◆ Instructions to follow: Give only the lines from the one containing "target | row of window" through the end of the material below, exactly as written.

◆ Records to process:
++++++++
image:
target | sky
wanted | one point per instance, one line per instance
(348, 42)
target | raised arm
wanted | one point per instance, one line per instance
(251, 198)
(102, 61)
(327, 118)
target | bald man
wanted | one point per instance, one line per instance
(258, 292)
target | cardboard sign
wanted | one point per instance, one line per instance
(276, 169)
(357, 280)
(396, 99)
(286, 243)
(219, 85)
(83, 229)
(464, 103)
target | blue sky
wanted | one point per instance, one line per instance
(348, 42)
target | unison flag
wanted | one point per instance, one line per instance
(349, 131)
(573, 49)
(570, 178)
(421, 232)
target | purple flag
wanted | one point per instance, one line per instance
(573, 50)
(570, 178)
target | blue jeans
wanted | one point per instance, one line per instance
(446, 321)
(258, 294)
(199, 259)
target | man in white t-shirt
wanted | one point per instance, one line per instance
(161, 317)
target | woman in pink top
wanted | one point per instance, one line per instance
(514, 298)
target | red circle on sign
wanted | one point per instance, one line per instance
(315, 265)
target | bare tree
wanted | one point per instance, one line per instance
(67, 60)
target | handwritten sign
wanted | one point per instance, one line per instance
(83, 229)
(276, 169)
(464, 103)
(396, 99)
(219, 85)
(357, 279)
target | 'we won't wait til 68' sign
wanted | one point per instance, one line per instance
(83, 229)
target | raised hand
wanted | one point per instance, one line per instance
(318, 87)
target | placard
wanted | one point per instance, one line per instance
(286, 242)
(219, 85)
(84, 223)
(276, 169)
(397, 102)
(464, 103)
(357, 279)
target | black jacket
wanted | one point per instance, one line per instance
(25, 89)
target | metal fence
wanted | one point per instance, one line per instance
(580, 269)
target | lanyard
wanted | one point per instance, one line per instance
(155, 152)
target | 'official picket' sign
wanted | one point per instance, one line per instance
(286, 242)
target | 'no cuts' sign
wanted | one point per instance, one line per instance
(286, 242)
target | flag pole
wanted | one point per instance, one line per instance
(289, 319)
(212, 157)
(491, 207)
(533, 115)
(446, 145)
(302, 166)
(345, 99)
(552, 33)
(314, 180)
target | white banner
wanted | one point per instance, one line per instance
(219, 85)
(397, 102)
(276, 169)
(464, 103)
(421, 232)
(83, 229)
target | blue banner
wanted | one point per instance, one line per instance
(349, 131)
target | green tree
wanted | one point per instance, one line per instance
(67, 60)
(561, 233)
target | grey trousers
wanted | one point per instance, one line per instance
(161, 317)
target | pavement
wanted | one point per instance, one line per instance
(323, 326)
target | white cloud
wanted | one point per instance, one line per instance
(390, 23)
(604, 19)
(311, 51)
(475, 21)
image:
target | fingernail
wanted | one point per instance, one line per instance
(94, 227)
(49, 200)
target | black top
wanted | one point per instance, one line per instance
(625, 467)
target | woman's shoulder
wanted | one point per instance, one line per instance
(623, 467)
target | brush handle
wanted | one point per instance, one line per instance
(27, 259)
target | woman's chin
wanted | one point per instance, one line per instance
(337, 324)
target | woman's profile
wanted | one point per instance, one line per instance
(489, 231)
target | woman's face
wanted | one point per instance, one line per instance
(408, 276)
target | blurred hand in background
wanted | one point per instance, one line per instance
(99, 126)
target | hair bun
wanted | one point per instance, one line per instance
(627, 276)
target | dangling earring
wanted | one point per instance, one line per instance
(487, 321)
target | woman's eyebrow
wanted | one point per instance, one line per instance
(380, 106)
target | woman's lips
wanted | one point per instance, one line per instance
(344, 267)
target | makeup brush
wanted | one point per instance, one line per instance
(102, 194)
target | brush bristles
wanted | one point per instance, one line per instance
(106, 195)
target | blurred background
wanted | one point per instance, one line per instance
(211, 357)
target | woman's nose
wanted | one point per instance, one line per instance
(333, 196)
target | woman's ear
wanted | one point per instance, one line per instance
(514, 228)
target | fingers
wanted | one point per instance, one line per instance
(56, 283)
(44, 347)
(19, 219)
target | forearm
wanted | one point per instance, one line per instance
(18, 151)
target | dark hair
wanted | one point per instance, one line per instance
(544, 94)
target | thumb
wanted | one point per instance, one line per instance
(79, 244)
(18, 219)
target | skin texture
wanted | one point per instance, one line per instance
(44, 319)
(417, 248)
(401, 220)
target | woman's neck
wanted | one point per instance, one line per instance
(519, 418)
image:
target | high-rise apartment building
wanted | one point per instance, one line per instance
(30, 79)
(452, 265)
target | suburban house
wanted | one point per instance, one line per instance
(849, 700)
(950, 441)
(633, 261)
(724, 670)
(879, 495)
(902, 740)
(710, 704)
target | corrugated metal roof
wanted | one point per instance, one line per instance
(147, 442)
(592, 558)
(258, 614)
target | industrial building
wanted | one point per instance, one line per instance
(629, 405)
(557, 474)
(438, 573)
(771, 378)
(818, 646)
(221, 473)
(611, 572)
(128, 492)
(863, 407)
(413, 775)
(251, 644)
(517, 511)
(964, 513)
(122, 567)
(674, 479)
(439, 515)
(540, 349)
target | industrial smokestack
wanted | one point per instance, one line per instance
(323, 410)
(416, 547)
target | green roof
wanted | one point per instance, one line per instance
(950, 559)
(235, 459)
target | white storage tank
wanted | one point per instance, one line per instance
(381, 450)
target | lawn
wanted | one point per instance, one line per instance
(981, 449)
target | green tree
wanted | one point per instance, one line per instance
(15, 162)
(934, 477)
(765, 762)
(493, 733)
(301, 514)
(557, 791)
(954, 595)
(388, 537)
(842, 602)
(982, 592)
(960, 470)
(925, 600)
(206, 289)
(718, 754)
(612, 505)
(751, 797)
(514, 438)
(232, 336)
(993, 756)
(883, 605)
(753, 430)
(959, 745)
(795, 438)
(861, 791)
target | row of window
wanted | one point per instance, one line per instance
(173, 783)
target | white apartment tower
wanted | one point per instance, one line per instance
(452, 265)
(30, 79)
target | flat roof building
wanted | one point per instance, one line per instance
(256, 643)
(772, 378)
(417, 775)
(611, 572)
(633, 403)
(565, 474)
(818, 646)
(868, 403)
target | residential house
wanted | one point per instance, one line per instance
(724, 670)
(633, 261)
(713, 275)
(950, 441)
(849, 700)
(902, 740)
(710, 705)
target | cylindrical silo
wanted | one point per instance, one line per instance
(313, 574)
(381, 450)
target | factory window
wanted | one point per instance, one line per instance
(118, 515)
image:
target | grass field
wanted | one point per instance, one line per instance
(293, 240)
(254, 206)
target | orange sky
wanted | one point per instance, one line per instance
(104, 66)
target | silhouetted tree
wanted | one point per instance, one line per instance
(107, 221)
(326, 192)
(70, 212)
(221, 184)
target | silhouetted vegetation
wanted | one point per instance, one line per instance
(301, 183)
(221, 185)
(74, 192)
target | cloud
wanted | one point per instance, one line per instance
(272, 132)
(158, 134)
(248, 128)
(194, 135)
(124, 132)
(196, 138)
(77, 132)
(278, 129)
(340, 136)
++++++++
◆ Correct response:
target | row of window
wanted | one point per instance, one line per instance
(173, 783)
target | white apartment tower
wanted | one point per instance, one line per instance
(452, 265)
(30, 79)
target | flat roof building
wanted | one point per instance, one line per instance
(256, 643)
(772, 378)
(417, 775)
(611, 572)
(633, 403)
(565, 474)
(818, 646)
(868, 403)
target | residential house
wanted | one point per instance, one line per instance
(724, 670)
(633, 261)
(713, 275)
(950, 441)
(849, 700)
(902, 740)
(710, 705)
target | cylindrical silo
wanted | one point per instance, one line per instance
(313, 574)
(381, 450)
target | factory window
wanted | one point per instance, one line per instance
(118, 515)
image:
target | grass field
wanted | one point per instance, one line per instance
(293, 240)
(254, 206)
target | orange sky
wanted | one point per instance, one line per instance
(104, 66)
target | silhouetted tree
wanted | one point per instance, one line per instance
(107, 221)
(326, 192)
(70, 212)
(221, 184)
target | silhouetted vegetation
wanted | one point per instance, one line per instance
(301, 183)
(221, 185)
(74, 192)
target | cloud
wanted | one point per instance, one line per instance
(272, 132)
(158, 134)
(248, 128)
(194, 135)
(124, 132)
(196, 138)
(77, 132)
(278, 129)
(340, 136)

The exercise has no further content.